- **Information given**:
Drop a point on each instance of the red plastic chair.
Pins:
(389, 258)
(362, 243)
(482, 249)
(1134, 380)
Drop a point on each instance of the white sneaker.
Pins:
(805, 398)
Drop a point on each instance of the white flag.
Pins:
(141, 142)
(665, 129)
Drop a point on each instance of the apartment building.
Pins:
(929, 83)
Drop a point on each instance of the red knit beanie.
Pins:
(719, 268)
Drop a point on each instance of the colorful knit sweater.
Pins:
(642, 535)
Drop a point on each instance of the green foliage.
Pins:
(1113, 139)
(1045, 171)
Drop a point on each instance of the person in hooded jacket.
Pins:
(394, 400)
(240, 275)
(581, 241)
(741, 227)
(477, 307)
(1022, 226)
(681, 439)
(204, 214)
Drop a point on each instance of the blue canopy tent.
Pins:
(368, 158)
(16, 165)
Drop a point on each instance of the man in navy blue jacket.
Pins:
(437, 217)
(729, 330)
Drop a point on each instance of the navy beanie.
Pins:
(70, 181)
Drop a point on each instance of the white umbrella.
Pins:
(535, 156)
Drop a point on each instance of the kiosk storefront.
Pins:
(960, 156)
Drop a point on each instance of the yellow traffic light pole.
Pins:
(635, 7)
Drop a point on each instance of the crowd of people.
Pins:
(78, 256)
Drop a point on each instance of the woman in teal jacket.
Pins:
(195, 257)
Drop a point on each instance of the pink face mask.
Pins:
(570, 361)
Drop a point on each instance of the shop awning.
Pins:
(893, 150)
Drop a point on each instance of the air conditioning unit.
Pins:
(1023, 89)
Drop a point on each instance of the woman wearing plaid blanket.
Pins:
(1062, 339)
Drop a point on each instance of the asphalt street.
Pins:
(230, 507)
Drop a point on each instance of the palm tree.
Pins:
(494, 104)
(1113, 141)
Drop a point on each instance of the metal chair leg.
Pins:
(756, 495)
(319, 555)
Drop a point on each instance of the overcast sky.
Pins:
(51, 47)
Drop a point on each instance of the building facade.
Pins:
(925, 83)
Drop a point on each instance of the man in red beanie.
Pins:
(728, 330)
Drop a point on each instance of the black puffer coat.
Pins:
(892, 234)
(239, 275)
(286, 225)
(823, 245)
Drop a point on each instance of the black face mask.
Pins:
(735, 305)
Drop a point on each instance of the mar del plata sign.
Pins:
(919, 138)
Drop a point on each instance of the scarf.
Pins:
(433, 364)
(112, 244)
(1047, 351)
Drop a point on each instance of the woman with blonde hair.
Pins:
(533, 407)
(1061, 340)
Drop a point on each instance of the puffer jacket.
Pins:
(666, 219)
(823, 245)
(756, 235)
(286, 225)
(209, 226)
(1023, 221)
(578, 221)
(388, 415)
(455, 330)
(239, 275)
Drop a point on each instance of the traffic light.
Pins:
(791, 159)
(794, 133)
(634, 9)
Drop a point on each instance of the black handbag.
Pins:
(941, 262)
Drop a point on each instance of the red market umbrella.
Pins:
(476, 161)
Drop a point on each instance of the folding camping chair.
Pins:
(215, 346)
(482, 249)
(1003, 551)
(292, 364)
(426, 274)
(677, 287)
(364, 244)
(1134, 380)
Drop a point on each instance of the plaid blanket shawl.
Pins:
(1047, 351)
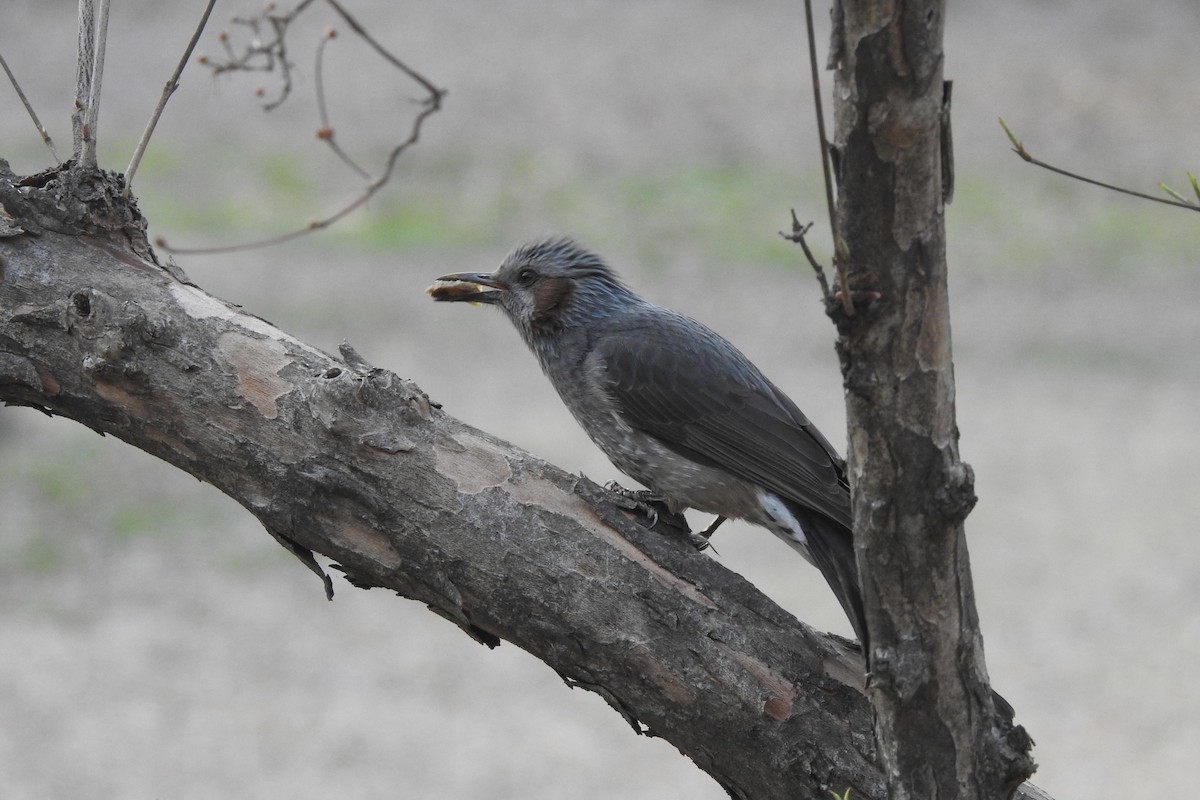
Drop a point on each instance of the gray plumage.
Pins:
(673, 404)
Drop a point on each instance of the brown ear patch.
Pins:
(549, 298)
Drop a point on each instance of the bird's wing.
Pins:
(677, 380)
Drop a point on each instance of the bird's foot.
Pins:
(652, 505)
(702, 540)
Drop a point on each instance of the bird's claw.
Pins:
(636, 500)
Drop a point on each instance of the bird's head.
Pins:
(544, 287)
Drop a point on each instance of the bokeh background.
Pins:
(156, 643)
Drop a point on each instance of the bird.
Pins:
(673, 404)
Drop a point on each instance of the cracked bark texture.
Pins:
(352, 462)
(345, 459)
(936, 727)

- **Directions**:
Using the listing above, list every line in which the string "building" occurs.

- **Exercise solution**:
Drop a point on each instance of the apartment building.
Drop a point on each instance of the building facade.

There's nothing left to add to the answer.